The problem
Every entry must be echoed exactly.

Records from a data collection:
+ + + + + + +

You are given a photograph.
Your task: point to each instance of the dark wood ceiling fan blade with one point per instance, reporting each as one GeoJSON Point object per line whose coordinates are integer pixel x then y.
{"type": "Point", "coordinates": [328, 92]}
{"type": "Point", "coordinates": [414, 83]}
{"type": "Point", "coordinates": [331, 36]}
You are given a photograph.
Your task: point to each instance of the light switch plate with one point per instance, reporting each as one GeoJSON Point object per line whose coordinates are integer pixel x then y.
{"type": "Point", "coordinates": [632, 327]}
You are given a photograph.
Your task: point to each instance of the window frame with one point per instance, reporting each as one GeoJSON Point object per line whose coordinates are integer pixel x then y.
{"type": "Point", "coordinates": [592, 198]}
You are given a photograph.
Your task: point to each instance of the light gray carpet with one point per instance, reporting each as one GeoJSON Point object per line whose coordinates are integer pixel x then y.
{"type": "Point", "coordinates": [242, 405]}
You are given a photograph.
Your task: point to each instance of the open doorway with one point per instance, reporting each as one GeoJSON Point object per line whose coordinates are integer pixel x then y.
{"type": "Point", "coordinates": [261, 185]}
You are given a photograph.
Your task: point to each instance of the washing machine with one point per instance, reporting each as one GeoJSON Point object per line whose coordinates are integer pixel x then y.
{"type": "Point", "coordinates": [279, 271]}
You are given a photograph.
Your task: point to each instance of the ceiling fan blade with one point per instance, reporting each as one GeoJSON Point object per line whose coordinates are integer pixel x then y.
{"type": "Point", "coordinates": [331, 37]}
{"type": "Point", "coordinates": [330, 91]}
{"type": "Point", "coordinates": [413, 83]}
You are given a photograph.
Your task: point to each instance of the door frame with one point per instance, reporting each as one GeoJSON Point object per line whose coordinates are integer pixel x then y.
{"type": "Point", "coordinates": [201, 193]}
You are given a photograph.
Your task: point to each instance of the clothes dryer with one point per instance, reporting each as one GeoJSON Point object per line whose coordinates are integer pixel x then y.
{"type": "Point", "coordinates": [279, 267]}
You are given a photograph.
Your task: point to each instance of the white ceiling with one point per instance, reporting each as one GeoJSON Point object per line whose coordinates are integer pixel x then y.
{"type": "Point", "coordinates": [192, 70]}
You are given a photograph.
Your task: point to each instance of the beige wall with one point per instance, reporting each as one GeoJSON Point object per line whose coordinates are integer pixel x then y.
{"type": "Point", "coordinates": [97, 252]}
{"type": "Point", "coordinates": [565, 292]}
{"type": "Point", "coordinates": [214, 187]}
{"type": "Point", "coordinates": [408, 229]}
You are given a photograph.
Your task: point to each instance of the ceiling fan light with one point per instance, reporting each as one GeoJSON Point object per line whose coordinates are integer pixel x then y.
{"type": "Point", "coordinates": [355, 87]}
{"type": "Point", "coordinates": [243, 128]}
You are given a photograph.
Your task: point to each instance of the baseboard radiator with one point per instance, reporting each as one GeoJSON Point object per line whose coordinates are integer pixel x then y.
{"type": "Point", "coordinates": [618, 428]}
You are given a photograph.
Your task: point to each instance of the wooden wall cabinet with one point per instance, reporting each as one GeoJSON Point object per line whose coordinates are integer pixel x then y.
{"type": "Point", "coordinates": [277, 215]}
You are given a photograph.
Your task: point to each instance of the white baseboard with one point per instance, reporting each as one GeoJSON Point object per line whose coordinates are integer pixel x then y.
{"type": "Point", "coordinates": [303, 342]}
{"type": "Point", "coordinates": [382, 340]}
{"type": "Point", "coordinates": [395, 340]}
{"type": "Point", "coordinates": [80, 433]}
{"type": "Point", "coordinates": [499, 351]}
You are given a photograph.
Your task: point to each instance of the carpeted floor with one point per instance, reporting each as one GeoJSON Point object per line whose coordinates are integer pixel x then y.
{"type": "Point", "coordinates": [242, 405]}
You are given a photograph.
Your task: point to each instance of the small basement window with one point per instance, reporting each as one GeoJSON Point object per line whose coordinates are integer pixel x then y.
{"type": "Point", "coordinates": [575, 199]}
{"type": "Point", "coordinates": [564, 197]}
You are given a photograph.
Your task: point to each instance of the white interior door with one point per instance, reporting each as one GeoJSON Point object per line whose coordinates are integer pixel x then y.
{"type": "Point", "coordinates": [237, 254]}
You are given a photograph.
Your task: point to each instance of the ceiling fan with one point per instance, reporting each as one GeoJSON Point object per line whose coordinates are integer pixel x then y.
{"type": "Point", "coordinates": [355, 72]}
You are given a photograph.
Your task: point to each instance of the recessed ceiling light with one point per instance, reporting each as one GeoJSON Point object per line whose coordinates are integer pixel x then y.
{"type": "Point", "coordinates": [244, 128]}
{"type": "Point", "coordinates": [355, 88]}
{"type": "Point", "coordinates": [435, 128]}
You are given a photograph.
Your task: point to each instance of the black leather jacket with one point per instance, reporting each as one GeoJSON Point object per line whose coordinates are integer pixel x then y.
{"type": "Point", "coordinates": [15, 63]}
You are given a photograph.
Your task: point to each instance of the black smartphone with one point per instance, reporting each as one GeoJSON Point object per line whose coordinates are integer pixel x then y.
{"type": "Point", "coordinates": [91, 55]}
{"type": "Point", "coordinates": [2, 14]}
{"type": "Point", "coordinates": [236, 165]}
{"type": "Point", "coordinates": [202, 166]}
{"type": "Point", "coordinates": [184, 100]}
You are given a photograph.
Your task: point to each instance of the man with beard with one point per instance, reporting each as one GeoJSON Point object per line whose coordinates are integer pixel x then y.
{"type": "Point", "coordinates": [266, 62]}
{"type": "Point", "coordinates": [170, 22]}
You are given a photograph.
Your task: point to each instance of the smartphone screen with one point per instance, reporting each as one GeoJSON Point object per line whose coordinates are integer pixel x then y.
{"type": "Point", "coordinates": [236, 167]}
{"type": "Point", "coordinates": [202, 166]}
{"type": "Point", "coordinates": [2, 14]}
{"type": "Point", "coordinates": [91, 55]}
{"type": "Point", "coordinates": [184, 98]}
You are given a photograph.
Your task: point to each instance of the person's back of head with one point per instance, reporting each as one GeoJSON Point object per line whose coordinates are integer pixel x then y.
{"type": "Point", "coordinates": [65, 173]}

+ + + + + + +

Answer to the exercise
You are given a photograph.
Your task: point to each instance of the dark wood ceiling fan blade with one point per instance, reporting each as one GeoJSON Point object per line whose coordinates are integer pixel x then y.
{"type": "Point", "coordinates": [328, 92]}
{"type": "Point", "coordinates": [414, 83]}
{"type": "Point", "coordinates": [331, 36]}
You are given a photograph.
Your task: point to each instance of the light switch plate with one point per instance, reporting each as one GeoJSON Point object per line whose coordinates are integer pixel x then y.
{"type": "Point", "coordinates": [632, 327]}
You are given a photograph.
Your task: point to each instance of the window frame with one point per instance, reporting each as one GeoJSON Point object per line whose coordinates are integer pixel x then y.
{"type": "Point", "coordinates": [592, 198]}
You are given a photograph.
Your task: point to each instance of the light gray carpet with one point per instance, reporting each as one GeoJSON Point object per line whose coordinates are integer pixel x then y.
{"type": "Point", "coordinates": [242, 405]}
You are given a photograph.
Your task: point to each instance of the open doorway with one point per instance, reporting each as one GeoJSON Point object per line whose coordinates are integer pixel x then y.
{"type": "Point", "coordinates": [261, 185]}
You are given a photograph.
Your task: point to each instance of the washing machine with one point per instance, reporting each as one GeoJSON Point object per line whose coordinates are integer pixel x then y.
{"type": "Point", "coordinates": [279, 271]}
You are given a photograph.
Your task: point to each instance of the ceiling fan blade with one point per instance, reporting each as one GeoJSON Point object per line whose coordinates are integer pixel x then y.
{"type": "Point", "coordinates": [331, 37]}
{"type": "Point", "coordinates": [330, 91]}
{"type": "Point", "coordinates": [413, 83]}
You are given a photograph.
Your task: point to each instance of the door frame with one point per instance, reporting each as one GeoJSON Point object per line whose coordinates are integer pixel x then y.
{"type": "Point", "coordinates": [201, 193]}
You are given a photograph.
Your task: point to each instance of the clothes dryer with one point per instance, reporting each as one GeoJSON Point object per line whose coordinates are integer pixel x then y.
{"type": "Point", "coordinates": [279, 267]}
You are given a photograph.
Your task: point to each instance of the white ceiling with one point per instance, reporting each as one GeoJSON Point object per line whose coordinates are integer pixel x then y.
{"type": "Point", "coordinates": [192, 70]}
You are given a photograph.
Your task: point to each instance of the beige wall with one point per instance, reporting each as one GeoJSON Point object per line whose coordinates are integer pixel x then y.
{"type": "Point", "coordinates": [97, 252]}
{"type": "Point", "coordinates": [565, 292]}
{"type": "Point", "coordinates": [214, 187]}
{"type": "Point", "coordinates": [408, 229]}
You are given a photograph.
Your task: point to each instance of the ceiling fan light with one point per instance, reporting each as one GeoJSON Point object per line whose coordinates are integer pixel x then y.
{"type": "Point", "coordinates": [355, 87]}
{"type": "Point", "coordinates": [243, 128]}
You are given a photograph.
Your task: point to each instance of the baseboard radiator with one point per instance, reporting each as one GeoJSON Point object per line whose coordinates are integer pixel x then y.
{"type": "Point", "coordinates": [618, 428]}
You are given a photograph.
Your task: point to each instance of the wooden wall cabinet with one point per instance, reporting each as one GeoJSON Point object per line whose coordinates are integer pixel x then y.
{"type": "Point", "coordinates": [277, 215]}
You are given a photograph.
Your task: point to each instance of the white baseboard with one point per instance, reporting each as one GeoJSON Point object per line whose coordinates are integer pixel x then y.
{"type": "Point", "coordinates": [303, 342]}
{"type": "Point", "coordinates": [382, 340]}
{"type": "Point", "coordinates": [395, 340]}
{"type": "Point", "coordinates": [80, 433]}
{"type": "Point", "coordinates": [499, 351]}
You are given a photograph.
Your task: point to each instance of the carpeted floor with one point per instance, reporting each as one GeoJSON Point object per line whose coordinates are integer pixel x then y.
{"type": "Point", "coordinates": [242, 405]}
You are given a photograph.
Your task: point to each instance of the small basement window with one point per instance, reporting each as one GeoJSON Point object per line whose coordinates are integer pixel x then y.
{"type": "Point", "coordinates": [575, 199]}
{"type": "Point", "coordinates": [564, 197]}
You are given a photograph.
Your task: point to each instance of the white interior door with one point per instance, reporting each as one GeoJSON Point object per line whose coordinates are integer pixel x then y.
{"type": "Point", "coordinates": [237, 254]}
You are given a photograph.
Your task: point to each instance of the ceiling fan with one point per instance, reporting each as one GeoJSON Point object per line whose coordinates are integer pixel x then y.
{"type": "Point", "coordinates": [355, 72]}
You are given a photograph.
Your task: point to each instance of the recessed ceiling light with one point per instance, reporting each as one GeoJSON Point object per line whose coordinates are integer pixel x then y.
{"type": "Point", "coordinates": [244, 128]}
{"type": "Point", "coordinates": [355, 88]}
{"type": "Point", "coordinates": [435, 128]}
You are given a photograph.
Your task: point to each instance of the black leather jacket with one point per instance, reporting each as one GeoJSON Point object per line whose coordinates are integer pixel x then y.
{"type": "Point", "coordinates": [15, 63]}
You are given a photograph.
Your task: point to each instance of the black smartphone with one point per instance, reporting each as one GeoJSON Point object per line whose coordinates are integer pixel x then y.
{"type": "Point", "coordinates": [91, 55]}
{"type": "Point", "coordinates": [2, 14]}
{"type": "Point", "coordinates": [236, 165]}
{"type": "Point", "coordinates": [202, 166]}
{"type": "Point", "coordinates": [184, 100]}
You are given a photograph.
Your task: point to each instance of the man with beard with one point per instance, reporting each as one GeoJSON Point object per line whose coordinates are integer pixel x then y.
{"type": "Point", "coordinates": [266, 62]}
{"type": "Point", "coordinates": [170, 22]}
You are given a photograph.
Your task: point to each instance of the smartphone screen with one point per instance, reporting each as one GeoJSON Point object per line whose coordinates are integer pixel x then y.
{"type": "Point", "coordinates": [236, 167]}
{"type": "Point", "coordinates": [202, 166]}
{"type": "Point", "coordinates": [2, 14]}
{"type": "Point", "coordinates": [91, 55]}
{"type": "Point", "coordinates": [184, 98]}
You are given a photograph.
Your task: point to each instance of the person's back of head with one point per instance, reporting each as one GeoJSON Point object per line whose coordinates are integer pixel x then y.
{"type": "Point", "coordinates": [65, 173]}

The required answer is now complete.